(Text shown):
The locals dug up the bodies, drove stakes through their hearts, and burned them. The Austro-Hungarian authorities – who ruled that region at the time – wrote up reports on what they considered to be little more than peasant superstition, and those translated reports brought both the word vampire and the concept into England, France, and Germany.

But although these set the basis for vampire stories (undead, stake through heart, etc.) they contained elements that never made it into fiction, such as the idea that eating dirt from the grave of a vampire could protect you from becoming one.

Vampires entered literature first in poetry in the 1700s, then in prose in 1819 with John Polidori’s The Vampyre. Numerous novels and plays would follow, most notably Sheridan le Fanu’s Carmilla, in 1872.

But it was Bram Stoker’s Dracula, in 1897, that would set the template. Stoker created many of the classic vampire tropes, including the association with bats.

Le Fanu and Stoker would between them standardize the image of a vampire – often wealthy or a noble, sleeping in coffins, the small marks left behind after biting victims.

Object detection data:
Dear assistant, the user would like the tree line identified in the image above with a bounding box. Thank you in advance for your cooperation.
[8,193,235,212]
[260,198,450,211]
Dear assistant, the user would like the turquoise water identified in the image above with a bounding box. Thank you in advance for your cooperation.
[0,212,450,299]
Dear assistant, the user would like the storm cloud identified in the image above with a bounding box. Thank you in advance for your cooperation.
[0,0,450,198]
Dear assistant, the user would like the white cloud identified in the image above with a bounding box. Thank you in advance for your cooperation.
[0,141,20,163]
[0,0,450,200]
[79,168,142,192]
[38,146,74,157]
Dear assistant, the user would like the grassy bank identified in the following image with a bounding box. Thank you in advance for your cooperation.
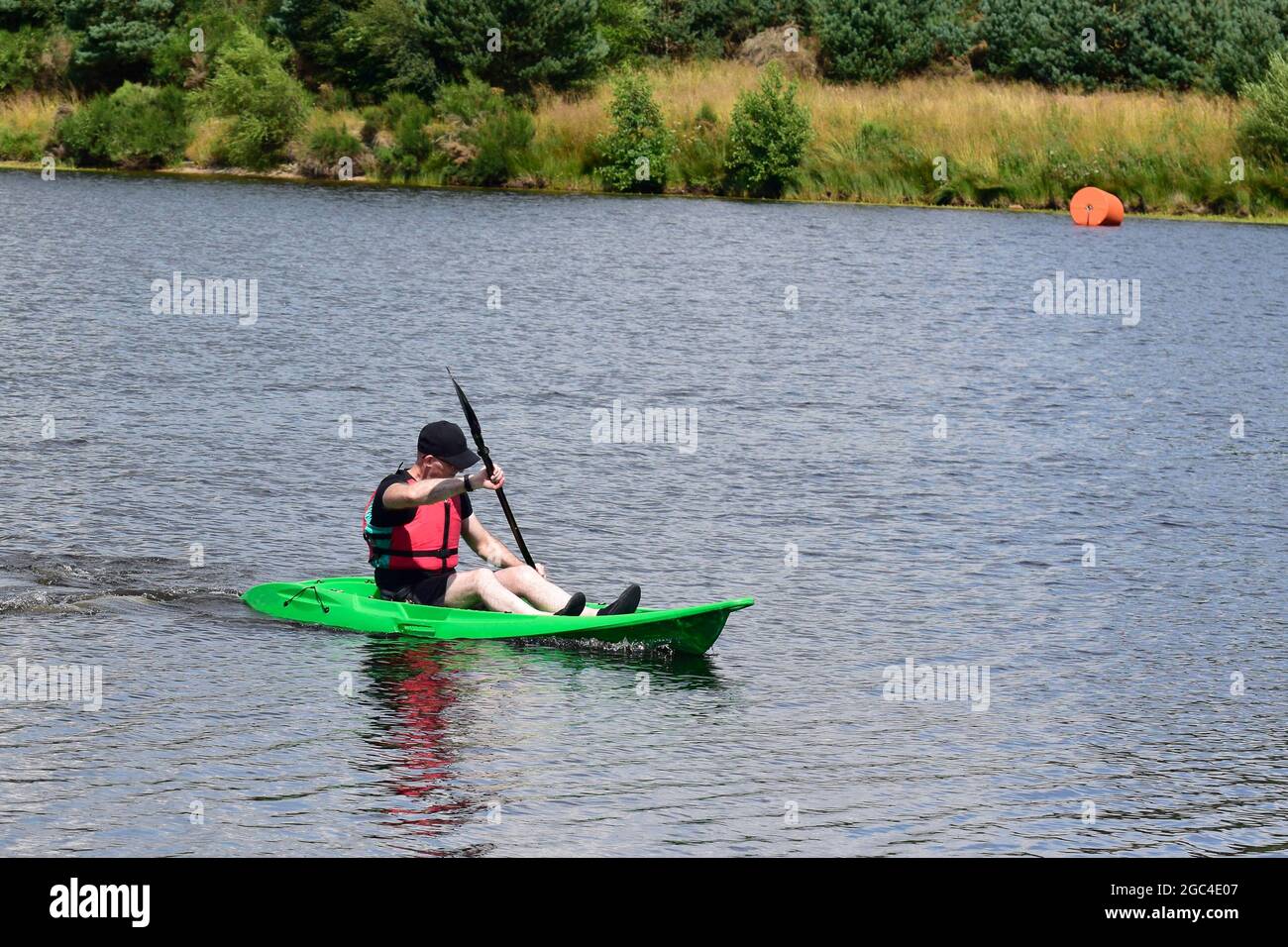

(Description of the task): Carry the text on the history of vampires in folklore and fiction forward from its final sentence, matching its tone.

(Exercise output):
But both Carmilla and Dracula go out in the sun. Neither seems to like it much – Carmilla complains of weakness, and in Dracula, Dr. Van Helsing says the count loses most of his powers during the day.

Maybe some SPF 50 would have helped.

The idea that sunlight is not only unpleasant but actively harmful to vampires was created in 1922, in the German silent film Nosferatu. An uncredited adaptation of Dracula, it follows the novel’s plot closely, but instead of killing its count with a stab to the heart from a Bowie knife (yes, that is how Dracula dies in the novel) director F.W. Murnau chose to show his Count Orlok lured in by a victim. Via a double exposure effect, Orlok fades away when exposed to direct sunlight.

The effect was so striking that it seeped into vampire lore for decades, and became more iron-clad than stakes or garlic.

Happy Halloween, and remember your sunscreen!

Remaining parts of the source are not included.